** BEGIN **

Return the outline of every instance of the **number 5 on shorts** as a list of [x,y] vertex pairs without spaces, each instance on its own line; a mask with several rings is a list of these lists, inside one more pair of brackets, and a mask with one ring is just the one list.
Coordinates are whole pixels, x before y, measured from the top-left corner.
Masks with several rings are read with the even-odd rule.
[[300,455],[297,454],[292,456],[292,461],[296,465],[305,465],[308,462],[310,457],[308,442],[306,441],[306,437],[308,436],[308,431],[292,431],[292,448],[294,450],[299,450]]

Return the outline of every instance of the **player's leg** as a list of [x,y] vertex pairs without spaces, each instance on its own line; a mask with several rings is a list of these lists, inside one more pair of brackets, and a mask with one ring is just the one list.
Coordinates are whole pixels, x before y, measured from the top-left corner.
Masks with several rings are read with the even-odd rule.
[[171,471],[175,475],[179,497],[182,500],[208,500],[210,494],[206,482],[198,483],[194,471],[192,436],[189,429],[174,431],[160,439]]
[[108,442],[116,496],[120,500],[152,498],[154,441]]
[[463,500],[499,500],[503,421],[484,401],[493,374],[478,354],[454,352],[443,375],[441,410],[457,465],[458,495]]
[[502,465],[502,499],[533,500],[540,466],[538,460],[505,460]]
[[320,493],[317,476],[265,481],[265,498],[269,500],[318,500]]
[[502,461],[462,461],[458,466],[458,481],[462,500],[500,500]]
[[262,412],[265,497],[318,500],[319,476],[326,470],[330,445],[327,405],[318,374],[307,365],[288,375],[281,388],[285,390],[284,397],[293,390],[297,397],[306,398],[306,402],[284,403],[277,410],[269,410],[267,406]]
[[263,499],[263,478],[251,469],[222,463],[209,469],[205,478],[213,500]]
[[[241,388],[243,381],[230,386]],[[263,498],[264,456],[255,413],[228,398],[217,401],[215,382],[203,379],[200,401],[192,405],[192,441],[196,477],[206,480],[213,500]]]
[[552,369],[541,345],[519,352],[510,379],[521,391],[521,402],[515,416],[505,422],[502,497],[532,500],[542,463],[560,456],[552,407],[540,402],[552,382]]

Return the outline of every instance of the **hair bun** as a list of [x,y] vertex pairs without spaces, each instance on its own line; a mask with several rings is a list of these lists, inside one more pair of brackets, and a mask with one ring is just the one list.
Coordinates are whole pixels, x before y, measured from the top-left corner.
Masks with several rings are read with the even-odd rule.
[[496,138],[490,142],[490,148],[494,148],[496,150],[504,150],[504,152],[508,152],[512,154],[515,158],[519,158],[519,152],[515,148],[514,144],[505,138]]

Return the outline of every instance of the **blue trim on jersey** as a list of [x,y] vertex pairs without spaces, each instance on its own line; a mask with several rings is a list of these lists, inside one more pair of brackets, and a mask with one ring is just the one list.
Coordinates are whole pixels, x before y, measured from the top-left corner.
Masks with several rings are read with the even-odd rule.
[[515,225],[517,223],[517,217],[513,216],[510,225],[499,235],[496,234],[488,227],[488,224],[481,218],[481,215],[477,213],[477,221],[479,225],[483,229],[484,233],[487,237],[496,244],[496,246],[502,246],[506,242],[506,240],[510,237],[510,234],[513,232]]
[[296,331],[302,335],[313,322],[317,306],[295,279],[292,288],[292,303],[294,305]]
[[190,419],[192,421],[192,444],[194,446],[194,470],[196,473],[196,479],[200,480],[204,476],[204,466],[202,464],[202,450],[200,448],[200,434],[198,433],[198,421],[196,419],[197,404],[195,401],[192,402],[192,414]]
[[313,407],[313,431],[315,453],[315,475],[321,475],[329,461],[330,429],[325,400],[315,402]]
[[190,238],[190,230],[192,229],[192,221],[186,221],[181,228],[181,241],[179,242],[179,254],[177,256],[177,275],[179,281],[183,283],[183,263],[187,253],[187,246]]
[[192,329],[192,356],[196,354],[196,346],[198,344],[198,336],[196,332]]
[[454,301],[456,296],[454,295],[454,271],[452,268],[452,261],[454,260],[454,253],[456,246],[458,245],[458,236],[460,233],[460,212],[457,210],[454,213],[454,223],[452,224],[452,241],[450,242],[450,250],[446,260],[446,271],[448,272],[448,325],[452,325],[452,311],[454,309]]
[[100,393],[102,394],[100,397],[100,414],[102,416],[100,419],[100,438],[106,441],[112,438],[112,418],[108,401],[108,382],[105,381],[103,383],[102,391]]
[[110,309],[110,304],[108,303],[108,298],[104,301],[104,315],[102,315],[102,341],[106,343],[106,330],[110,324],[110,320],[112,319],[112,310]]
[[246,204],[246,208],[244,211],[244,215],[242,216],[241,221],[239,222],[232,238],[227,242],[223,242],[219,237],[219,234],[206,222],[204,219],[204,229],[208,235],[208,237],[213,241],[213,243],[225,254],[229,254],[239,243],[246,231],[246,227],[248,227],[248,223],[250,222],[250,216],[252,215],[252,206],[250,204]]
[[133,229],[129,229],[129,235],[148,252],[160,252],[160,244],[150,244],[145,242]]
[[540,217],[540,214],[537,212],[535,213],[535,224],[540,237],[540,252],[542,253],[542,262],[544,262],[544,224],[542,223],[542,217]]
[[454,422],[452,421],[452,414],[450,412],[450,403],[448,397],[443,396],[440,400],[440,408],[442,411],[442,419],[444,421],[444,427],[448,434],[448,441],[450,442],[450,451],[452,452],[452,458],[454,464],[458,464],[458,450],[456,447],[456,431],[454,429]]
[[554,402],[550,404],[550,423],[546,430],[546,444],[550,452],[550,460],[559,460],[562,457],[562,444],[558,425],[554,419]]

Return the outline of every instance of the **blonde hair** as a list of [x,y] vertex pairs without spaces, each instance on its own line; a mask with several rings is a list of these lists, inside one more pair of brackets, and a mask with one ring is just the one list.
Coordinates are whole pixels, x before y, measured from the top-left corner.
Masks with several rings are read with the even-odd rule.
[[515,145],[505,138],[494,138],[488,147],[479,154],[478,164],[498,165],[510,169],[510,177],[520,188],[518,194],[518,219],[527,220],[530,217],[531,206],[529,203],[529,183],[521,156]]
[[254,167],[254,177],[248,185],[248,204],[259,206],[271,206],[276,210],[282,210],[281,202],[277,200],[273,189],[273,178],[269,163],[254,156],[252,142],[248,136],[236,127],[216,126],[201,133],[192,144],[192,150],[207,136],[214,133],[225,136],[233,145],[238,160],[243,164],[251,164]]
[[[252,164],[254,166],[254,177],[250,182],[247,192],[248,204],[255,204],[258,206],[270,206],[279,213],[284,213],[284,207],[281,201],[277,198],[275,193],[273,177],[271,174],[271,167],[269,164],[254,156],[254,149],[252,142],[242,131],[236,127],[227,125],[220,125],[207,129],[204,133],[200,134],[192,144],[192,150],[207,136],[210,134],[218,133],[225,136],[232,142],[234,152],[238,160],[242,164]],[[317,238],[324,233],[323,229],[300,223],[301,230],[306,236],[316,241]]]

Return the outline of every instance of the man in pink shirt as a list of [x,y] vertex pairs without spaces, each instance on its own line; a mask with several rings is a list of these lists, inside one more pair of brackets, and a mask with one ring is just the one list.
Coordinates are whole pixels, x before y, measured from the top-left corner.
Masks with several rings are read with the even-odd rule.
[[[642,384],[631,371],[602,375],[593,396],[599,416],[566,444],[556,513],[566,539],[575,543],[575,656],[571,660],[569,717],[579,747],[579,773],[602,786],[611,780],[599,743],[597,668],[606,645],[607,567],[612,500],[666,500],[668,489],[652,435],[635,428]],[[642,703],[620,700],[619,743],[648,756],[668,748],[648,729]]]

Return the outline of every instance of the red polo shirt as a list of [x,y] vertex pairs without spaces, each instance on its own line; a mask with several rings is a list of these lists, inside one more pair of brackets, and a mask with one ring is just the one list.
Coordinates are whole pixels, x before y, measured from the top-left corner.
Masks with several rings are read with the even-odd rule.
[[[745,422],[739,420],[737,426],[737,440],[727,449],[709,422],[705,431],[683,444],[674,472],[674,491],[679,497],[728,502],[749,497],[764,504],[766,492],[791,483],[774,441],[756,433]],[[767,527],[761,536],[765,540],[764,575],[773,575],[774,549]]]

** END **

### Goal of the exercise
Render everything from the line containing "Return the outline of every instance of the **player's" down to the line containing "[[502,465],[502,499],[533,500],[540,466],[538,460],[505,460]]" as a two-column CSV with columns named request and answer, one row each. Quote every field and turn line breaks into spaces.

### The answer
request,answer
"Return the outline of every instance of the **player's leg** as a list of [x,y] vertex pairs without spaces, each instance on its own line; a mask with several rings is a list of these lists, inside one more pair of brackets, and a mask with one ring is just the one list. Coordinates are whole pixels, x before y, measured from the top-left corner. Masks with several rings are read with the even-odd rule.","[[171,471],[175,475],[179,497],[182,500],[208,500],[210,494],[206,482],[198,483],[194,471],[192,436],[189,429],[174,431],[160,439]] [[108,442],[116,496],[120,500],[152,498],[154,441]] [[463,500],[499,500],[503,421],[484,401],[493,374],[478,354],[454,352],[443,375],[441,410],[457,465],[458,495]] [[502,465],[502,499],[533,500],[540,466],[538,460],[505,460]]"